• _Source_:

Relationship between the accuracy of the pattern classifier trained at 170 ms after picture onset during study and the proportion of exemplar hits in the visual and in the verbal memory task.
Temporal profile of the association between processing during study and later retrieval demands
We next explored the temporal dynamics of the association between visual processing tracked by pattern classification at study and retrieval demands in the ensuing visual and verbal memory tasks. We predicted that the association between the visual processing tapped by the EEG-based decoding and memory retrieval should be seen not only for the classifier with the highest accuracy (∼170 ms) but also for its temporal neighbors. To do so, we correlated memory performance in terms of both successful (i.e., exemplar hit) and unsuccessful target retrieval (i.e., when participants completely failed to retrieve any information about the target picture; thus, trials for which participants only correctly retrieved the semantic category are excluded from this analysis) with the accuracy of all the 20 pattern classifiers (for details, see Materials and Methods).
Figure 5A shows the temporal profile of these associations in the two memory tasks. As predicted, the associations are not sporadic but extend to neighboring pattern classifiers. Interestingly, the accuracy of two pattern classifiers trained at later time bins (∼707 and ∼805 ms) also show a significant association with memory performance in the visual memory task. Figure 3 shows that these later pattern classifiers are also most likely based on visual processing, indicating that sustained visual processing is associated with a benefit in retrieving the originally encoded target picture in the visual memory task.
Pearson r values showing the temporal profile of the association between visual processing (tracked by EEG-based decoding) and memory performance in the visual and verbal memory task. Highlighted (•) are time bins for which the relationship with behavioral performance survived correction for multiple comparisons (for details, see Materials and Methods). A, The green line shows the association for retrieval success (i.e., exemplar hits) and the red line shows the association for retrieval failure (i.e., when participants fail to retrieve any information about the target picture). B, Association for retrieval success (green lines) separated for faces (solid green line), landmarks (dashed green line) and objects (dotted green line), and for retrieval failure (red lines) separated for faces (solid red line), landmarks (dashed red line), and objects (dotted red line).

• _Complete the following_:
a) In the memory study text, at about which later time bins did two pattern classifiers also show a significant association with memory performance in the visual memory task?
b) Report only how many lines in the rows below contain the string "instance", counting matches only when the case is the same.

[Rows from a dataset]
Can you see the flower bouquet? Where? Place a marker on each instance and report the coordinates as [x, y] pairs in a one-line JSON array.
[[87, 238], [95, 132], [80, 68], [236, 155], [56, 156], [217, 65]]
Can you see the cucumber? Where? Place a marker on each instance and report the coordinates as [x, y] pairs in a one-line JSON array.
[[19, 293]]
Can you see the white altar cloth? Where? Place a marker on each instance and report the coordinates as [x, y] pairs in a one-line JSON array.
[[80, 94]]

• _Exercise results_:
a) At about 707 ms and 805 ms.

b) 3